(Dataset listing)
▽

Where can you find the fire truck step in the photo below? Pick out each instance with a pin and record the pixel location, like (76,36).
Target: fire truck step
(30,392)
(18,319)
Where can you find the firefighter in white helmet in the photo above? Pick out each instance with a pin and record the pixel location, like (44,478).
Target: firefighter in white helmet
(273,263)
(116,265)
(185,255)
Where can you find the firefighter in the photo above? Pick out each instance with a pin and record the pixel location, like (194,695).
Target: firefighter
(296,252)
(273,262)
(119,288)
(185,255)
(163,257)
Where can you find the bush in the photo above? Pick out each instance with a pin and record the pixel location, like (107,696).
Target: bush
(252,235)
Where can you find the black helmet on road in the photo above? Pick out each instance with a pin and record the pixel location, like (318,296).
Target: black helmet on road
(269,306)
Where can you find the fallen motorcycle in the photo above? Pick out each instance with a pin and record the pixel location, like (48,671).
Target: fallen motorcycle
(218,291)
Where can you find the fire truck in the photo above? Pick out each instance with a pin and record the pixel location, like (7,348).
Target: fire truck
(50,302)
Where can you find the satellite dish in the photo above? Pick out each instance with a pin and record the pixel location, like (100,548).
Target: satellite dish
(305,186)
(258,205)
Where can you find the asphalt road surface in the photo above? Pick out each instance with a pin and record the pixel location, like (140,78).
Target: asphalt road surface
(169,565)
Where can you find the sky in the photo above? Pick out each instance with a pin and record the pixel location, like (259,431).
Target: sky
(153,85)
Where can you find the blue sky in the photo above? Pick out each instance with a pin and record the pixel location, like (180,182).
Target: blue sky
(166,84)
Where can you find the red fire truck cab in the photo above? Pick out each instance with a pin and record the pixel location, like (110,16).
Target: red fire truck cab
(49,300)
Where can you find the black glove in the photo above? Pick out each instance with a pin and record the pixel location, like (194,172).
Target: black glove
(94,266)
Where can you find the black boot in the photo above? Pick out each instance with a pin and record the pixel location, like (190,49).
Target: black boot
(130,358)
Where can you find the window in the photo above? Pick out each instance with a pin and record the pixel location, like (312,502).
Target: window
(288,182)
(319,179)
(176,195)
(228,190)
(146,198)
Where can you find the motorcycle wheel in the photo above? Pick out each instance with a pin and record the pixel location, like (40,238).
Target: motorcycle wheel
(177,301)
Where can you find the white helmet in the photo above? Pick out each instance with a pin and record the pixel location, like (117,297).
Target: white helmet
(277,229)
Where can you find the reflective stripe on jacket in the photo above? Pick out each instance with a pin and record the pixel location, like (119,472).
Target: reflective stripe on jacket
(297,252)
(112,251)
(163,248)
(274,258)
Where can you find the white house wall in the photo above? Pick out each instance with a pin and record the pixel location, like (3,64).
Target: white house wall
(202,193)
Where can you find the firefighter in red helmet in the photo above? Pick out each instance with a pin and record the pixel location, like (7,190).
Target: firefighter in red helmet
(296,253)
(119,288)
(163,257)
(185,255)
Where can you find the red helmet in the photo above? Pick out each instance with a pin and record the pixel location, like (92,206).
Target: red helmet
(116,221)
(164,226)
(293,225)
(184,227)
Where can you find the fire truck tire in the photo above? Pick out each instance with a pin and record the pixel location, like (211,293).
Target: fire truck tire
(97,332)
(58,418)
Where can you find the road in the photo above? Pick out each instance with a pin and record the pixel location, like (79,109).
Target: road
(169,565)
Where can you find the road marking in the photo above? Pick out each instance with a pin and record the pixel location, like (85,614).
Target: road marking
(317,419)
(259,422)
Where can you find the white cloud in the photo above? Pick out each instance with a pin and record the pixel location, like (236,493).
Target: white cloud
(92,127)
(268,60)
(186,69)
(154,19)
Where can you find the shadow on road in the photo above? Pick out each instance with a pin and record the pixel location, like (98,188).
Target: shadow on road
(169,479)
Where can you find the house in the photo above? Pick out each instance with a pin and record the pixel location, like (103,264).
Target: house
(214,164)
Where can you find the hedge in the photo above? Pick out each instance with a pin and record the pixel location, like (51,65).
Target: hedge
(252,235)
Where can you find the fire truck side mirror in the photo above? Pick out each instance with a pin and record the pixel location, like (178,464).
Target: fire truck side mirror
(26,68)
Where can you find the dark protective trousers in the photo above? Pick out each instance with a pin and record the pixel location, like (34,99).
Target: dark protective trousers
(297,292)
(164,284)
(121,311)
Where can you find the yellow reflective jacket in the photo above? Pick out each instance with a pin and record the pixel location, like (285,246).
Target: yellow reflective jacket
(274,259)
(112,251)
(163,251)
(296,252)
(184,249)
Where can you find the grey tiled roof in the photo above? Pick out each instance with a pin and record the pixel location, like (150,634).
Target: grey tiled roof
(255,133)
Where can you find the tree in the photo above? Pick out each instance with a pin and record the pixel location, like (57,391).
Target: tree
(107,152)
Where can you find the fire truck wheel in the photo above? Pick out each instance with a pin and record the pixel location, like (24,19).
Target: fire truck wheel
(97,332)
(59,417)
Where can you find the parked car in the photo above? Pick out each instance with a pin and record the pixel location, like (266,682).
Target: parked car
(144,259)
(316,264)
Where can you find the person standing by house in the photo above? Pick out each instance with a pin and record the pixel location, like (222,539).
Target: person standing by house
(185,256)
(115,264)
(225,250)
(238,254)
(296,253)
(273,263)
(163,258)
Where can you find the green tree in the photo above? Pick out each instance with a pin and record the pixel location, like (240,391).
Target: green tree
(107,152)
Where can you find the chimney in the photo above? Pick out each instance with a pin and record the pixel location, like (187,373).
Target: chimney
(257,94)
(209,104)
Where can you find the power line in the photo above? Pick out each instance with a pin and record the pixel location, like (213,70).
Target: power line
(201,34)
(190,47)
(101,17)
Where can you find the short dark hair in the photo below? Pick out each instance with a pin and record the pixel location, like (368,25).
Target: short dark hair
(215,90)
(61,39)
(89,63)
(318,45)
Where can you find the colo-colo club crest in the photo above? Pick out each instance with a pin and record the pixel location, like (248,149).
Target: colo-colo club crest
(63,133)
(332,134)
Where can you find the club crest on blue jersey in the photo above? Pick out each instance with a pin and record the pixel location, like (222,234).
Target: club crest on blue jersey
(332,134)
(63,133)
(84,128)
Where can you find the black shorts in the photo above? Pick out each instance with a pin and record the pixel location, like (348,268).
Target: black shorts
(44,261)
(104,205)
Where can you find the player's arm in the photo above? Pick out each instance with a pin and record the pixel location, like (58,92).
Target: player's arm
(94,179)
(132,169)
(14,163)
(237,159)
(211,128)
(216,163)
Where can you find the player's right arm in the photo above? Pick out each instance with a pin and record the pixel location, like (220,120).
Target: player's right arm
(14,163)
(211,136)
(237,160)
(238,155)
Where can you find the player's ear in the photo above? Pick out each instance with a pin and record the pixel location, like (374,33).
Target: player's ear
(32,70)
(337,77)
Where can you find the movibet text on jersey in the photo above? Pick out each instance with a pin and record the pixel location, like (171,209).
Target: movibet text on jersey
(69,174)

△

YOUR INSTRUCTIONS: Copy the entire listing above line for line, with no changes.

ANSWER TO THE PROBLEM:
Where can you find the fire truck step in the photo below? Pick out each instance with a pin and record the pixel location, like (76,36).
Target: fire truck step
(30,392)
(18,319)
Where can you find the firefighter in white helmet in the photo above? Pick out each instance with a pin and record the pixel location, like (44,478).
Target: firefighter in white helmet
(273,263)
(116,265)
(185,255)
Where can you find the firefighter in the photo above? Pick out each instance with a pin and record the pixel location, like (194,695).
Target: firefighter
(296,252)
(273,262)
(119,288)
(185,255)
(163,257)
Where can you find the bush in the photo above? Pick out each instance with a pin and record the pixel location, like (107,696).
Target: bush
(252,235)
Where can you find the black helmet on road in the photo above? Pick out each instance with a pin and record the pixel location, like (318,296).
Target: black helmet on road
(269,306)
Where can you find the fallen motorcycle in the photo above? Pick out each instance with a pin and record the pixel location, like (48,671).
Target: fallen motorcycle
(218,291)
Where can you find the fire truck in the photo above? Pick out each instance with a pin and record the pixel location, like (7,348).
Target: fire truck
(50,302)
Where can you find the satellite dish in the photo above? Pick out each instance with a pin and record the pixel location, like (100,548).
Target: satellite dish
(305,186)
(258,205)
Where can you find the asphalt road surface in the photo above? Pick out each instance with a pin and record the pixel location, like (140,78).
Target: asphalt road surface
(169,565)
Where can you find the sky in the photo above? Pick out each instance with a pin and record the pixel location, like (259,431).
Target: sky
(153,85)
Where can you find the blue sky in the photo above? Pick out each instance with a pin and record the pixel location, like (180,182).
Target: blue sky
(166,84)
Where can you find the red fire truck cab in the photo above? Pick out each instance with a pin and record the pixel location, like (110,16).
Target: red fire truck cab
(49,300)
Where can you find the black glove in the photo above? Pick out each instance with a pin and record the pixel location, like (194,172).
Target: black glove
(94,266)
Where can you find the black boot in the photo above? Pick out each instance with a pin and record the pixel location, like (190,49).
Target: black boot
(130,358)
Where can you find the window in the photo above? Pick out each instance with a pin and record the pixel location, like (312,502).
Target: window
(288,182)
(319,179)
(176,195)
(228,190)
(146,198)
Where can you find the motorcycle wheel in the photo above? Pick out each instance with a pin and record the pixel location, like (40,238).
Target: motorcycle wheel
(177,301)
Where can you find the white helmet in the photo above? Pick out each instance with a pin and record the pixel location, like (117,297).
Target: white helmet
(277,229)
Where can you find the reflective stripe on jacket in the photo above? Pick out each instance with a pin and record the pixel location, like (119,472).
Target: reflective stripe on jacket
(297,252)
(112,251)
(163,248)
(274,258)
Where can you find the white house wall in the photo above? Pick out each instance with a pin and record the pixel location, like (3,64).
Target: white house wall
(202,193)
Where can you find the firefighter in red helmet in the photo above? Pick out each instance with a pin and record the pixel location, like (7,190).
Target: firefighter in red helmet
(296,253)
(119,288)
(163,257)
(185,255)
Where can you find the red helmet in the photo above? Pick out each instance with a pin and record the pixel location, like (92,206).
Target: red helmet
(116,221)
(164,226)
(293,225)
(184,227)
Where can you find the fire truck tire in the photo above? Pick out each instance with a pin and record the pixel location, like (211,293).
Target: fire truck tire
(97,332)
(58,418)
Where can you find the road in the photo above? Pick out each instance with a pin and record the pixel location, like (79,109).
Target: road
(169,565)
Where can you find the road marking in the photo above? Pick out each instance with a pin and record the pixel location, like (85,614).
Target: road marking
(317,419)
(259,422)
Where can you find the white cloud in the photo above? Pick out each instance with a pin and record the pixel location, like (236,493).
Target: white cloud
(92,127)
(268,60)
(186,69)
(154,19)
Where can you find the shadow on road in the photo above? Pick out each instance with a pin and record the pixel location, like (98,188).
Target: shadow on road
(169,479)
Where can you find the house in the photo above? Pick out each instance with a pin and record the pixel location, like (103,264).
Target: house
(214,164)
Where can you find the hedge in the photo above? Pick out each instance with a pin and record the pixel location, like (51,65).
Target: hedge
(252,235)
Where can you find the fire truck side mirror in the photo above? Pick out each instance with a pin and record the pixel location, like (178,464).
Target: fire truck side mirror
(26,68)
Where can you find the dark protective trousers in the photo above? Pick out each instance with a pin and record the pixel location, like (34,99).
Target: dark protective trousers
(297,292)
(164,284)
(121,311)
Where can you find the yellow reflective jacket in the photo above? Pick out each instance with a pin and record the pixel location, like (285,246).
Target: yellow reflective jacket
(274,259)
(112,251)
(163,251)
(296,252)
(184,249)
Where can you find the grey tiled roof in the photo above? Pick out each instance with a pin and record the pixel location, like (150,634).
Target: grey tiled roof
(255,133)
Where can you find the tree in the photo above? Pick out each instance with a pin and record the pixel location, like (57,391).
Target: tree
(107,152)
Where can you find the fire truck wheel in the photo above? Pick out each instance with a pin and record the pixel location, like (24,19).
Target: fire truck wheel
(97,332)
(59,417)
Where can you find the parked car in the photo above? Pick out each instance with a pin and record the pixel location, like (266,682).
Target: parked car
(144,259)
(316,264)
Where can you find the person standing by house in the photo above? Pick out each instance with a pin and record the pixel location, like (222,539).
Target: person standing by house
(185,256)
(115,264)
(225,250)
(238,254)
(296,253)
(273,263)
(163,258)
Where can you find the green tree in the photo above? Pick out each instance with a pin and record the pixel location, like (240,391).
Target: green tree
(107,152)
Where can you find the chimney in the photo above? Pick out each instance with a pin and record the pixel location, like (187,373).
Target: chimney
(257,94)
(209,104)
Where can you find the power line in the photo above? Pick out each instance with a pin and record the pixel location, like (213,70).
Target: power line
(201,34)
(190,47)
(101,17)
Where can you find the short dark hair in the photo below? Pick out each instance with a pin and record the pixel location, like (368,25).
Target: short dark hair
(215,90)
(61,39)
(89,63)
(318,45)
Where can you find the colo-colo club crest in the photo above? Pick out each instance with a pin and record the pixel location, like (248,149).
Target: colo-colo club crest
(63,133)
(332,134)
Where can you find the club crest on blue jersey in the photo above? Pick out each instance with a pin and record the pixel location, like (222,234).
Target: club crest on blue jersey
(332,134)
(63,133)
(84,128)
Where can you find the black shorts in the photo above? Pick out each instance with a pin and record the pixel location, like (348,268).
Target: black shorts
(44,261)
(104,205)
Where can you find the player's arm in the photo above? Pick out each instance with a pin and record the pixel location, like (58,92).
Target: player's arm
(94,179)
(132,169)
(14,163)
(237,159)
(211,128)
(216,163)
Where can you find the player's right arm in the photo above? Pick out each instance with a pin and record the pixel location, like (220,120).
Target: player's right arm
(14,163)
(211,136)
(237,160)
(238,155)
Where can you find the player's ear in the photo above? Pick out each instance with a pin and record the pixel location, like (374,33).
Target: player's ear
(32,70)
(337,77)
Where can you find the movibet text on jersey in the photo above? Pick out each instance with a pin and record the pixel location, like (171,209).
Target: movibet text on jersey
(69,174)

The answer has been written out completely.